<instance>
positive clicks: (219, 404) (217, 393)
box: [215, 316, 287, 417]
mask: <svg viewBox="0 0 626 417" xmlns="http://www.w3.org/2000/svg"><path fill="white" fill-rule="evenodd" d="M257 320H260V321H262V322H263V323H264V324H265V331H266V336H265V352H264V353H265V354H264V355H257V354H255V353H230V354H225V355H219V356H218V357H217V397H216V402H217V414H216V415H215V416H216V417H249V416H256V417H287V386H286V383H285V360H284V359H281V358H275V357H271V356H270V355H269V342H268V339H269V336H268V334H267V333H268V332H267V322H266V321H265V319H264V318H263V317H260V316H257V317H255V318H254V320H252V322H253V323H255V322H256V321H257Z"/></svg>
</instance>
########################################
### What is expected:
Could you repeat the listing above, exactly as it is shown?

### Answer box:
<instance>
positive clicks: (219, 404) (217, 393)
box: [215, 316, 287, 417]
mask: <svg viewBox="0 0 626 417" xmlns="http://www.w3.org/2000/svg"><path fill="white" fill-rule="evenodd" d="M257 320H260V321H262V322H263V323H264V324H265V331H266V336H265V352H264V353H265V354H264V355H257V354H255V353H230V354H225V355H219V356H218V357H217V397H216V402H217V414H216V415H215V416H216V417H249V416H256V417H287V386H286V383H285V360H284V359H281V358H275V357H271V356H270V355H269V342H268V339H269V336H268V334H267V333H268V332H267V322H266V321H265V319H264V318H263V317H260V316H257V317H255V318H254V320H252V322H253V323H255V322H256V321H257Z"/></svg>
</instance>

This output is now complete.